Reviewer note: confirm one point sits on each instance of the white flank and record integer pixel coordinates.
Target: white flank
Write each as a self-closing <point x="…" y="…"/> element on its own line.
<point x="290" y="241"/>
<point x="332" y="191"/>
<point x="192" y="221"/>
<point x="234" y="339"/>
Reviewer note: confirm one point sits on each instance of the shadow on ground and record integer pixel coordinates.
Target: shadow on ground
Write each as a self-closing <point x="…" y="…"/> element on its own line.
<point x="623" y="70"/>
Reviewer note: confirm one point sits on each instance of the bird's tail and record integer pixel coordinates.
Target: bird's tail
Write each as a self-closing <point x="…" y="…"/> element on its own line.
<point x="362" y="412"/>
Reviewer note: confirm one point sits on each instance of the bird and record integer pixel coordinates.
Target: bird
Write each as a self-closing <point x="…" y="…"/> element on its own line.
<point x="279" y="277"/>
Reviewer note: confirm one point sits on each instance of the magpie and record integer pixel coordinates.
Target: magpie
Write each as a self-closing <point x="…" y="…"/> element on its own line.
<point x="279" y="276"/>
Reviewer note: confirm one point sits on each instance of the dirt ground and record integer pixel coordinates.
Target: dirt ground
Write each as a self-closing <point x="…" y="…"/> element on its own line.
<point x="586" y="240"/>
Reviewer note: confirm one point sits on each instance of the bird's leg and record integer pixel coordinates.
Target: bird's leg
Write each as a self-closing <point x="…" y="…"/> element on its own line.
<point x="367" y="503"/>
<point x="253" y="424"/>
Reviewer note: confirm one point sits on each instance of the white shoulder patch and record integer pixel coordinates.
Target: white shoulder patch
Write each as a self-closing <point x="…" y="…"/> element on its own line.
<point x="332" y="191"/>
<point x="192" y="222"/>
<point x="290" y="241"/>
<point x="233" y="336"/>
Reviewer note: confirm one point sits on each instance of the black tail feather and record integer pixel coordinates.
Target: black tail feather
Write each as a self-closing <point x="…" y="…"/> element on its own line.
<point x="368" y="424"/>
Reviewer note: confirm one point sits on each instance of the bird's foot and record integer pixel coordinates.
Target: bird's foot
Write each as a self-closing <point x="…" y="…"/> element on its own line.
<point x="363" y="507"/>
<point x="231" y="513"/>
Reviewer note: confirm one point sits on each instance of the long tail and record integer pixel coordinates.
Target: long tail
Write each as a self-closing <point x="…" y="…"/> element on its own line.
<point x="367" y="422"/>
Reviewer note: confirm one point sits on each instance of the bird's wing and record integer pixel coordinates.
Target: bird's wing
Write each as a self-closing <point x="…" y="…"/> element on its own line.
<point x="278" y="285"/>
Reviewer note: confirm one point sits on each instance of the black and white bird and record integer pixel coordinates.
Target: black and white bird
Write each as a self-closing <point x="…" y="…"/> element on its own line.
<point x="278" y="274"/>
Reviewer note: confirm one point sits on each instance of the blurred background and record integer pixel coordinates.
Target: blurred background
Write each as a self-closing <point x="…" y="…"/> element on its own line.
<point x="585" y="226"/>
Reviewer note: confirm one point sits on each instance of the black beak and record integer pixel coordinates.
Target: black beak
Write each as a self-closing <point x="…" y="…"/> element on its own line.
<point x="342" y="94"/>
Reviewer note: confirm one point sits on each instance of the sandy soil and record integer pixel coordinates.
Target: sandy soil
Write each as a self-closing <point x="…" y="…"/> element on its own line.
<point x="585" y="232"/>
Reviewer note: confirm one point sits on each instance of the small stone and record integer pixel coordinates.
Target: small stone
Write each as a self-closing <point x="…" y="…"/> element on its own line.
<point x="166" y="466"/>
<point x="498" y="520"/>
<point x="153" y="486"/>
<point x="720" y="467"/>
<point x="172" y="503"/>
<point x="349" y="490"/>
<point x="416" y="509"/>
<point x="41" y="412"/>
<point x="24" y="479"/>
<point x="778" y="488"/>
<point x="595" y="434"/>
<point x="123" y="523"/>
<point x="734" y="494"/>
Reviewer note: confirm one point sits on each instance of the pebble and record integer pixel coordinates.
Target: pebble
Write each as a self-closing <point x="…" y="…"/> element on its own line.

━━━━━━━━━━

→ Set task
Can you output, unchanged, every line from the one containing "pebble and record integer pixel coordinates." up to and including the last line of the records above?

→ Answer for this exercise
Reviewer note: confirm one point sits on each instance of the pebble and record integer pixel coordinates.
Target: pebble
Write each as a self-closing <point x="…" y="…"/> element on its own line.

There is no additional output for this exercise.